What the exercise asks → Give the records again exactly, but drop the pictures.
--- Dataset entries Enclosed Below ---
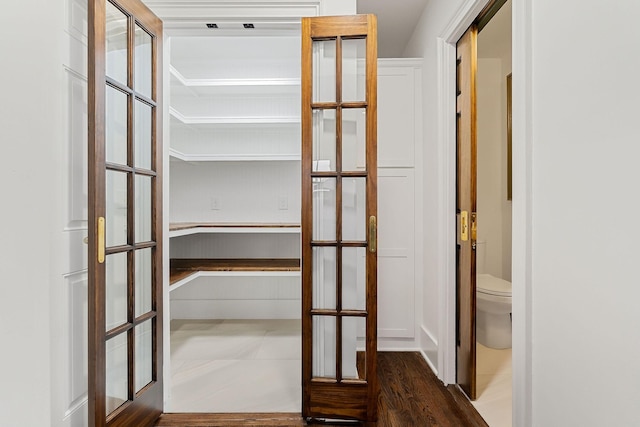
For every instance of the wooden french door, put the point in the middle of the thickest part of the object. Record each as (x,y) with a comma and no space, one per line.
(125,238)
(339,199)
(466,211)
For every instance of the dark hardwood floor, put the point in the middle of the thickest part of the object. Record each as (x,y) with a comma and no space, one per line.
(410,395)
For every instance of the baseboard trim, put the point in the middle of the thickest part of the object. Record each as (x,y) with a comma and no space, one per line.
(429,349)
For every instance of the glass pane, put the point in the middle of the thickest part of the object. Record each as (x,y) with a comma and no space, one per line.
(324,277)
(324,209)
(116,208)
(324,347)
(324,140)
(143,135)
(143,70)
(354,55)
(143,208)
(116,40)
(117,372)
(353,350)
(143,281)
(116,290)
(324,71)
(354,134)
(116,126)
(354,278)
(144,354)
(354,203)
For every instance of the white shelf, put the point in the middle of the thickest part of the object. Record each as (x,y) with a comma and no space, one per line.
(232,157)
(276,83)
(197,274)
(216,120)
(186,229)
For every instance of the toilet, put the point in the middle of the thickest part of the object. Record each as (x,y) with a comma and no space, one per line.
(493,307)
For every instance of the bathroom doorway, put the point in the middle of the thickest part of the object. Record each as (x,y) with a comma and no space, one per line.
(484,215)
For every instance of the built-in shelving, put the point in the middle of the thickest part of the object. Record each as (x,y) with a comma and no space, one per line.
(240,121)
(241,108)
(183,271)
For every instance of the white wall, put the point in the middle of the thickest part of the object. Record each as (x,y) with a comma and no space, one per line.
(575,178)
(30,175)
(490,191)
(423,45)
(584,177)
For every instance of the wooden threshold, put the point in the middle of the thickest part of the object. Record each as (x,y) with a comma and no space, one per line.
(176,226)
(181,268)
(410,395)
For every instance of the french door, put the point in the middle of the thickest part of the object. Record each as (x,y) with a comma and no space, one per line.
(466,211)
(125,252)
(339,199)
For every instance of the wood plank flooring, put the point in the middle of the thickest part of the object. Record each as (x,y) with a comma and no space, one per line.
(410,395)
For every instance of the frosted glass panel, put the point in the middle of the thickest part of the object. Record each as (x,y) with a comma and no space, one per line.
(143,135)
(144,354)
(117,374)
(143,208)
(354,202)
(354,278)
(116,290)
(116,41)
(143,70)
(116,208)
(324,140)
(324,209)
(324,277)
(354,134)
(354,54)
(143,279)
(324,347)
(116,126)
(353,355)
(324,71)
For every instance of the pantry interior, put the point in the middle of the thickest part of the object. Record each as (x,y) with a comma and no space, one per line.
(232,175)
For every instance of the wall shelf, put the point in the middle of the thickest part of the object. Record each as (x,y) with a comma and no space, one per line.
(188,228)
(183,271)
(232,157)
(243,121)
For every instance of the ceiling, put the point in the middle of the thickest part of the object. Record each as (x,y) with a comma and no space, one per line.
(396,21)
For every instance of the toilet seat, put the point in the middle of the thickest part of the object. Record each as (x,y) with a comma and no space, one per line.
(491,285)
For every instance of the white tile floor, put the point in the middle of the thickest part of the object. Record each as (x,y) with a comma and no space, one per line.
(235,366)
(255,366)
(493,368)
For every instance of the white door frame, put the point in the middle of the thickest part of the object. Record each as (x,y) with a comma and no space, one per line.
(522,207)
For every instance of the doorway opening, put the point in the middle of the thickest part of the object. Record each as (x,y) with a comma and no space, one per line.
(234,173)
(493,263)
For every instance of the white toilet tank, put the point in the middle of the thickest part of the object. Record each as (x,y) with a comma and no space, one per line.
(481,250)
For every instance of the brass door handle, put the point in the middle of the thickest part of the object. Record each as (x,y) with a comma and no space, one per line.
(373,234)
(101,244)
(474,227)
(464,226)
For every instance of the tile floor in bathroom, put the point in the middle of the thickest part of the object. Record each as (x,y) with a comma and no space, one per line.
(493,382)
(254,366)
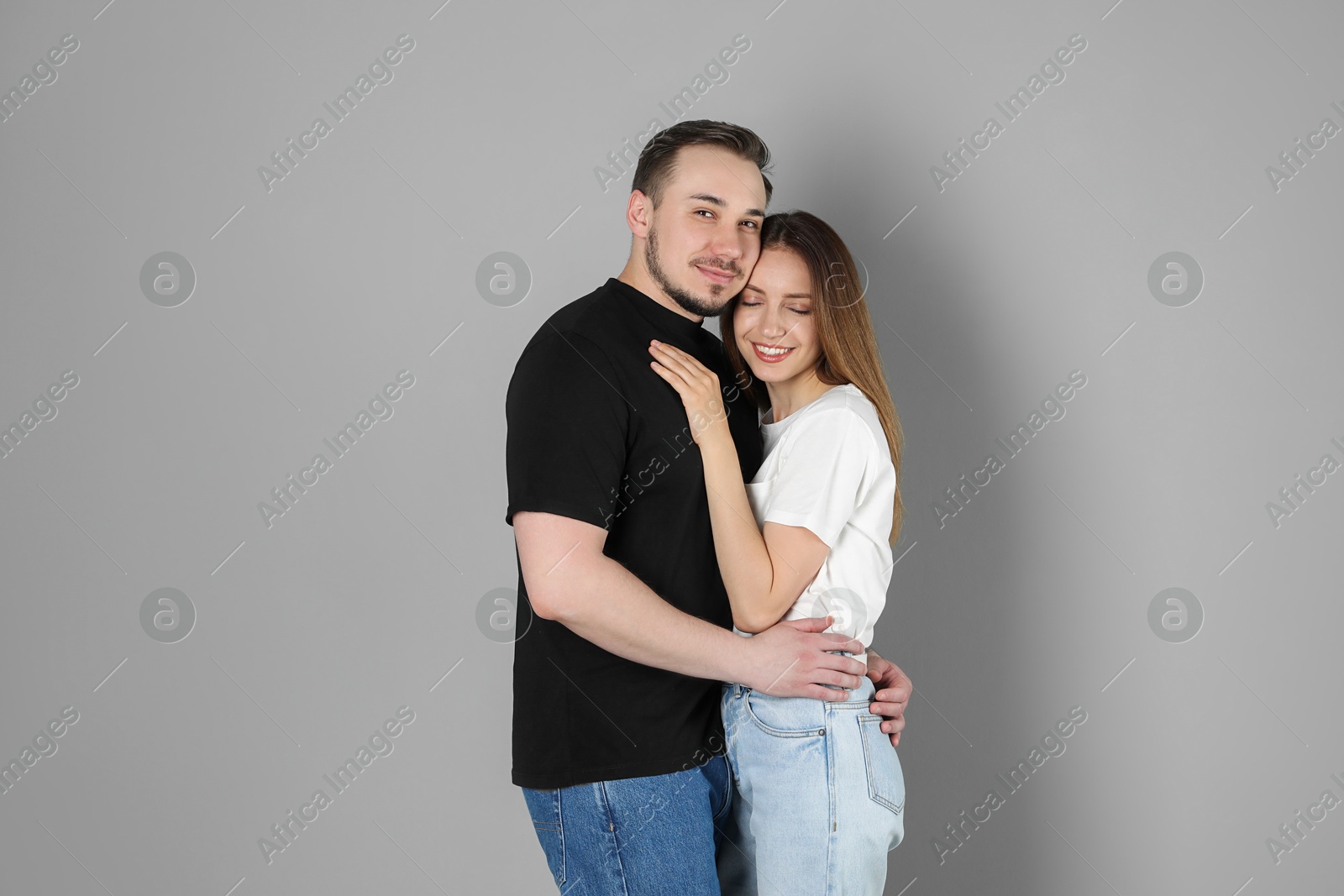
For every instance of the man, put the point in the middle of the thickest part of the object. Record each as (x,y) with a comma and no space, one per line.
--- End of Enclosed Dataset entries ---
The completed task →
For every instance of the wooden french door, put the point in the middle of the thickest part of the object. Record each as (x,y) with a comma and no space, one per line.
(125,238)
(339,199)
(466,211)
For every instance of the dark hardwood floor, put the point in the middle of the thickest part of the object. Record each as (x,y) with a comma and no space, one per line.
(410,395)
For every instance of the baseboard trim, put the point in the middle of the thickest part of the object. Record each as (x,y) with a comma and no space, one per line.
(429,349)
For every instance of the glass pane, put the point in the middle of the thickest part of the object. Record each as (x,y) with a comma and no space, one per line.
(324,277)
(324,209)
(116,208)
(324,347)
(324,140)
(143,135)
(143,70)
(354,55)
(143,208)
(116,40)
(117,372)
(353,350)
(143,281)
(116,290)
(324,71)
(354,134)
(116,126)
(354,278)
(144,354)
(354,203)
For every instance of the white shelf, put the point in the middle of the thickest part of the object. Record each as (x,y) with a comma and no space, one per line.
(232,157)
(276,83)
(197,274)
(216,120)
(186,229)
For every instance of the toilet, put the point in the middle of the thickest part of the object. Record each as (x,y) with a comma and no space, one per line.
(493,307)
For every instance of the bathroom doorway, put the point in the middle of the thickest part of the object. Record each as (x,y) with a comma and no space, one per line.
(484,215)
For every instance of the built-in shelving, put the point in the middle of the thickest part of the object. Record each as (x,y) with a comma and no space, one per line.
(240,121)
(241,108)
(183,271)
For every instance of the white wall, put the point in the middle of the thickest part of the object. Record each as (x,y) with a comma and no space, one per line.
(575,178)
(30,175)
(490,191)
(423,45)
(584,177)
For every instance of the wooden threshold, put the point in the middle of the thickest part of the object. Record each as (x,y) with a comma and no space, one per line.
(176,226)
(181,268)
(410,395)
For every instance of the french door, put the point in the middle of the thickest part of the object. Record each as (x,y) with a comma and no space, one per line.
(466,211)
(125,252)
(339,199)
For every instance of the wood plank flooring, put the point in the middle of the thickest part of the object. Record each as (x,y) with a comma and no space, one per line.
(410,395)
For every instance of the frosted glass panel, put the point in the middle of the thickest part of the object. Record each as (x,y) with a comma and no space, one per line.
(143,135)
(144,354)
(117,374)
(143,208)
(354,202)
(354,278)
(116,290)
(116,41)
(143,70)
(116,208)
(324,140)
(324,209)
(324,277)
(354,134)
(354,54)
(143,279)
(324,347)
(116,126)
(353,355)
(324,71)
For every instance of the pantry interior, put the point in the middle of the thickest part of the object. Record each as (x,y) with a comma and no space, one per line.
(232,175)
For every instance of the wall shelf, put the point in the middle of the thickest part of the object. Record each as (x,y) with a comma and no space, one per line.
(188,228)
(183,271)
(232,157)
(243,121)
For every instance of the ceiling, put the point in the middle of the thickest part of the object. Record each as (x,y) with a comma and no space, one per line.
(396,21)
For every instance of the toilet seat, put the point in the middle of the thickest part of the object. Record each as (x,y) with a comma and no space, one per line.
(491,285)
For every instance of the white tile floor, put the point in the middle of the thickest part of the object. Record each as (x,y) with a comma and no space, one per line.
(235,366)
(255,366)
(493,368)
For every instance of the white door frame, put the point in the middle of the thickest part of the object. Record each as (x,y) with a comma and no space, one per line.
(522,207)
For every instance of the doorway opening, put the point in the middle of the thickest part of the object. Record each as (x,y) with a comma and no space, one per line.
(234,173)
(493,263)
For every instance of the white toilet tank, put the point in the middle of the thickest part of the object. Record each as (x,y) with a comma and no space, one per line.
(481,250)
For every instance of the brass door handle, put the point in the middle of the thickest part of the object. Record each as (x,y) with a comma and no space, one per line.
(373,234)
(101,244)
(474,227)
(464,226)
For every instance of the tile floor in bathroom, put the point in the middle of the thickest part of the object. Record each as (x,y) with a comma and no space, one per line.
(493,382)
(254,366)
For every instance of the man, put the point in the middle of the thickest part of the object. Record each as (x,y) with a comma and no space, one per line.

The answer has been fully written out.